Exercise objective ▸ Begin at the line that contains "Could you kindly indicate each instance of the bicycle in" and stop after the line that contains "<point>93,213</point>", and write out every line in that span again, request lines included. Shift each x and y coordinate in the answer points up by 111, and leave the request wording and its format sample unchanged.
── Data for the task ──
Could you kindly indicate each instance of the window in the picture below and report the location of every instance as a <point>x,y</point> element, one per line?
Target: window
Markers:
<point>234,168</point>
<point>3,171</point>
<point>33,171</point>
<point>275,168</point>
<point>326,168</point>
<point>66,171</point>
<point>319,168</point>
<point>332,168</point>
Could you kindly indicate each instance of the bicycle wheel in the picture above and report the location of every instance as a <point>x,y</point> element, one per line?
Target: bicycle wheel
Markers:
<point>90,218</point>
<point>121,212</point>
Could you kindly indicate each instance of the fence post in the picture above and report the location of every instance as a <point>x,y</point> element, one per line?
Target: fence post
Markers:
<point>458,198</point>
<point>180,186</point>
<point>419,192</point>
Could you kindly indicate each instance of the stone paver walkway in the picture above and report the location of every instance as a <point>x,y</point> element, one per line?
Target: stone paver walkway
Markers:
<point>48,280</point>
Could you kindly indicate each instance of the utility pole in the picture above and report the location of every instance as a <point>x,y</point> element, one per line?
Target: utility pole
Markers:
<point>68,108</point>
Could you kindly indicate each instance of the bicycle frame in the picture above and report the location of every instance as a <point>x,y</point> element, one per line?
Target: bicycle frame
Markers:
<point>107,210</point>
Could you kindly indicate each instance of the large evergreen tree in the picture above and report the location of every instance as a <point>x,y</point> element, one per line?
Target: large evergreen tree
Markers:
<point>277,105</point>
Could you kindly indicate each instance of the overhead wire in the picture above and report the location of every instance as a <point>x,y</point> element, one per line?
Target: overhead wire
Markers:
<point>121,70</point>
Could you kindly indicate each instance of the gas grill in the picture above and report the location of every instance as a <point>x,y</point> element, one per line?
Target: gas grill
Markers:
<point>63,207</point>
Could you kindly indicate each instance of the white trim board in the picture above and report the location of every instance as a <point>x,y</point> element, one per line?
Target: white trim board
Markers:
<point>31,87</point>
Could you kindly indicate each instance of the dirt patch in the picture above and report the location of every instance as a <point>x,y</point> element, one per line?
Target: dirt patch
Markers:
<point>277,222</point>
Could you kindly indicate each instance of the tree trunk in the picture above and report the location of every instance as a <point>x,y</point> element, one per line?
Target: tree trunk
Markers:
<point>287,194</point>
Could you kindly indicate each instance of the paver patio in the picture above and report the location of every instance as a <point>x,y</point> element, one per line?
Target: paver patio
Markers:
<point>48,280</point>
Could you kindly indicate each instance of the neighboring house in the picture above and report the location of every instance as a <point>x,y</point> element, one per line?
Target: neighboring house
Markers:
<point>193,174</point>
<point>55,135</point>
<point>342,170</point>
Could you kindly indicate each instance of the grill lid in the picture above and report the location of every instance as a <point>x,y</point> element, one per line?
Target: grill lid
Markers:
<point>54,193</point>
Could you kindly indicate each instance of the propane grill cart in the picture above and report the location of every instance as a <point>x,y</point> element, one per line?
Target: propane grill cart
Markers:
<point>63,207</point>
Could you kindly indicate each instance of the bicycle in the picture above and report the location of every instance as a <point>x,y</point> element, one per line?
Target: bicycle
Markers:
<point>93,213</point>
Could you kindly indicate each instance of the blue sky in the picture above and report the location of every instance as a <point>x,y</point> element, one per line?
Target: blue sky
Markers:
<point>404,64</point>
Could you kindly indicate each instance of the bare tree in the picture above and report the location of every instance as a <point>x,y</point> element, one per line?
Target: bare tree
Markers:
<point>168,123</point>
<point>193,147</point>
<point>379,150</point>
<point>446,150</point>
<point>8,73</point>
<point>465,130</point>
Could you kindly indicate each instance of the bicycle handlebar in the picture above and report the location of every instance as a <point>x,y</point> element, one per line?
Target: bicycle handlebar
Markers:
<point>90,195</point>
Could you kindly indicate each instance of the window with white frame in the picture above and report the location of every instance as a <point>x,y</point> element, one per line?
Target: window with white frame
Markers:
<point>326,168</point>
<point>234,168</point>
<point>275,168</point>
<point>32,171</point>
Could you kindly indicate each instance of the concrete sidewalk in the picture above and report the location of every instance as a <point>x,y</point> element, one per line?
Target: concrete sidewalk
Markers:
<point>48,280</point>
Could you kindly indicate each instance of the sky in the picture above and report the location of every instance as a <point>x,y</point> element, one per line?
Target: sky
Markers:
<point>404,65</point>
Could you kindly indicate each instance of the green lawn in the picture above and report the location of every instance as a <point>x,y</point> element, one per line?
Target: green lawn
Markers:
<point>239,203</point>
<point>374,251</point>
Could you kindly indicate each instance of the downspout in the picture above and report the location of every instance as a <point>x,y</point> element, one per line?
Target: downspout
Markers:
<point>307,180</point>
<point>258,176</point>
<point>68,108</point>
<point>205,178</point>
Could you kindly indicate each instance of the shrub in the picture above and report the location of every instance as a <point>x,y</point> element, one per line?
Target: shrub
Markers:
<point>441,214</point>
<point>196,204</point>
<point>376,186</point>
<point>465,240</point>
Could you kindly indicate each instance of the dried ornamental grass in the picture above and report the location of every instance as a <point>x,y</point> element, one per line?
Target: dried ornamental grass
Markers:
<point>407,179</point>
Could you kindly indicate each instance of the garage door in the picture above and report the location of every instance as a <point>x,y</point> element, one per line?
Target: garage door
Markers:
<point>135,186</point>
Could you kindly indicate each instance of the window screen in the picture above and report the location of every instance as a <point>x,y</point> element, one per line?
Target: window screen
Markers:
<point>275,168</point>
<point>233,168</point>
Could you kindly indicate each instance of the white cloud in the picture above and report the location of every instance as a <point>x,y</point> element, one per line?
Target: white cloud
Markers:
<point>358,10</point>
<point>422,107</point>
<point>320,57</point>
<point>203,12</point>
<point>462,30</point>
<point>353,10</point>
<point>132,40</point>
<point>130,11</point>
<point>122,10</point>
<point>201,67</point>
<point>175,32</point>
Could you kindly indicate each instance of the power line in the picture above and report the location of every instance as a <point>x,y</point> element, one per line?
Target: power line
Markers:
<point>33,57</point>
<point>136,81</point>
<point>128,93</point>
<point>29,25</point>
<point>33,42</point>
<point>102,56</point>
───
Exercise solution ▸
Could you kindly indicate each instance of the bicycle in the picture above and report the location of every instance as a <point>x,y</point> element, one per line?
Target: bicycle
Markers:
<point>204,324</point>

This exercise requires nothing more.